> **What you need to do**: Summarize the piece on favorite logo marks below in two sentences.

> **Reading text**:
Megan Deal asked asked me to name 3-5 of my favorite logo marks. Here’s what I sent her.
Dutch Rail logo by Gert Dumbar at Tel Design
The mark, designed in 1968, is still in use today. As I travelled through the Netherlands, unable to speak or read the language, I simply followed the mark. It worked. Universally, the mark says travel by rail. Since it’s always on a train, schedule, conductor, etc… There’s no need to spell out Dutch Rail.
Swiss Exhibition by Armin Hofmann
Recognizable by the iconic Swiss cross and “E” for exhibition, it’s a name and a mark all at once. Again, why spell out what doesn’t need to be spelled out?
Big Ten by Michael Bierut, Michael Gericke and team at Pentagram
As you can tell, I’m fond of marks that don’t over communicate. Why write out “BIG TEN,” when you can simply say “BIG?”
Cummins by Paul Rand
Rand created a dynamic identity before dynamic identities were cool. The mark, created in 1962, is still in use today. Next time you’re on a road trip, look for this mark in chrome on the pickup trucks (typically Dodge Rams) you pass by.
5 tips for making a better mark:
- You don’t have to spell everything out.
- Letterforms are shapes.
- Patiently observe as serendipity reveals itself within the letterforms. For example: The Big Ten and Swiss Exhibition each appear serendipitously preordained, as if the “10” was always hidden within “IG” and the “E” a natural appendage of the Swiss Cross – each yearning for discovery by their artists’ eyes prior to conception.
- Simplicity leads to longevity.
- Design a mark so that anybody, especially non-designers, can draw it from memory.

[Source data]
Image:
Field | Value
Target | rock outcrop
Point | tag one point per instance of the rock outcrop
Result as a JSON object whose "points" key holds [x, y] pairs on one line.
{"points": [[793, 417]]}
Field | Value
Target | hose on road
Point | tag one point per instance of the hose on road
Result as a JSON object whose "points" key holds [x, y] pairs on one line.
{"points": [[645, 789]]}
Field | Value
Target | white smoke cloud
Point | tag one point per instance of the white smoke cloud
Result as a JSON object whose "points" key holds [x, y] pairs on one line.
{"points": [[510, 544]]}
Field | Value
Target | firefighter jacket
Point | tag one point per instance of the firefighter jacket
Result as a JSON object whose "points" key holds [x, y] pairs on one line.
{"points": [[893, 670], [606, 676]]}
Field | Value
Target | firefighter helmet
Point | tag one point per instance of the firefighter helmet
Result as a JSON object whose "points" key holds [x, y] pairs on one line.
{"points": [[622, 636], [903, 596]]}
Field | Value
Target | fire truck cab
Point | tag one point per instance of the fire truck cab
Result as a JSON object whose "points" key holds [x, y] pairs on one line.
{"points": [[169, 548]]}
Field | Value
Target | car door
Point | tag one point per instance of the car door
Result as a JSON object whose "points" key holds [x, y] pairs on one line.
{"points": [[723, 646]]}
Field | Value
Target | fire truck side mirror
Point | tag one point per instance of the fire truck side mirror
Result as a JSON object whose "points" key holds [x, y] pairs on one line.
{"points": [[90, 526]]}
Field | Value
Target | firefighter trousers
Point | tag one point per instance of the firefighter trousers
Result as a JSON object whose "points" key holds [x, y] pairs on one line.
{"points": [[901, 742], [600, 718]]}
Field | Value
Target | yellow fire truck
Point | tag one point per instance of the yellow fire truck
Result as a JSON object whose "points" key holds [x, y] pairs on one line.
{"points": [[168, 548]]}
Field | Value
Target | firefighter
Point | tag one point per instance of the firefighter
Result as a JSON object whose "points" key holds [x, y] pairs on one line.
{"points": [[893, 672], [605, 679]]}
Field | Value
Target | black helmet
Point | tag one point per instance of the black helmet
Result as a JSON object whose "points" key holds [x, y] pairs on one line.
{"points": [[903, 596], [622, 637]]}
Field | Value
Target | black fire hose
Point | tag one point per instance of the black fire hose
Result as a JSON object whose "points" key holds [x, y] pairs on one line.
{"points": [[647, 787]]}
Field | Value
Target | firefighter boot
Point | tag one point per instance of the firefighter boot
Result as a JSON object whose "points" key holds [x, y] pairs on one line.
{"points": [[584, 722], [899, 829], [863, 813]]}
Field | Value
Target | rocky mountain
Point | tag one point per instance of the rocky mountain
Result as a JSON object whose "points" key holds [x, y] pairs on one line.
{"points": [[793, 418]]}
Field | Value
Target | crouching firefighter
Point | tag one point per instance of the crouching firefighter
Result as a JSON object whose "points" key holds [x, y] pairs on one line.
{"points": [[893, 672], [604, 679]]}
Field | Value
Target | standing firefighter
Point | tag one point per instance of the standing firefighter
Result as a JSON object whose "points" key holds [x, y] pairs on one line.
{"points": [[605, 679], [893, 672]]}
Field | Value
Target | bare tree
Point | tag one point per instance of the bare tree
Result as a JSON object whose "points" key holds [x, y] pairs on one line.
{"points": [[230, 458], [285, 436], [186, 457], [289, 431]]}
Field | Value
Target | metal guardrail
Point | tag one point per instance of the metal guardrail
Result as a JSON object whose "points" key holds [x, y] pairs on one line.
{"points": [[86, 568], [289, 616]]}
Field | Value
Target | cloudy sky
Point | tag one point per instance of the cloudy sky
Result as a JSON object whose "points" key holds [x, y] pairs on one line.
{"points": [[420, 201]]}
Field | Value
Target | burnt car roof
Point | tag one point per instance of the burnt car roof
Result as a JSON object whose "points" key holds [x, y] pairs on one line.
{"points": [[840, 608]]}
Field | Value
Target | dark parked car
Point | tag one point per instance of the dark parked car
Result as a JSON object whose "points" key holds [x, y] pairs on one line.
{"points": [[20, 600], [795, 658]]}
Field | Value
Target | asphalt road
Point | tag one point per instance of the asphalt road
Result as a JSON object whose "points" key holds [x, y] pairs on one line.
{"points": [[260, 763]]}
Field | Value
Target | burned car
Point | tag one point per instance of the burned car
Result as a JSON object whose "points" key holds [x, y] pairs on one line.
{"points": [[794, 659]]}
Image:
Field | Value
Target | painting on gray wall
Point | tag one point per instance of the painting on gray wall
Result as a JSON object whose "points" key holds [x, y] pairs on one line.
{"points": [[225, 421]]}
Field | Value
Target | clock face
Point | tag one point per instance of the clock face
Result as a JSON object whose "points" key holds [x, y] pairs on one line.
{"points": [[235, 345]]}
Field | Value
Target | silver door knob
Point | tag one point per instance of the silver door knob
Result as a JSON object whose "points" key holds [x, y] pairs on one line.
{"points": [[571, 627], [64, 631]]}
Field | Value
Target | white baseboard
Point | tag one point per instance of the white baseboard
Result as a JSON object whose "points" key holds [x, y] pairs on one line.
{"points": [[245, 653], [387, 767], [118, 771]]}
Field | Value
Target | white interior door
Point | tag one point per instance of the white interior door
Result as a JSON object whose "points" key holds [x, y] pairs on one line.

> **Your solution**: The writer presents four favorite logo marks: Dutch Rail by Gert Dumbar at Tel Design, Swiss Exhibition by Armin Hofmann, Big Ten by Michael Bierut, Michael Gericke and team at Pentagram, and Cummins by Paul Rand, and says a preference for marks that don't over communicate. Five tips for a better mark follow: you don't have to spell everything out, letterforms are shapes, patiently watch for serendipity within the letterforms, simplicity leads to longevity, and design a mark anybody can draw from memory.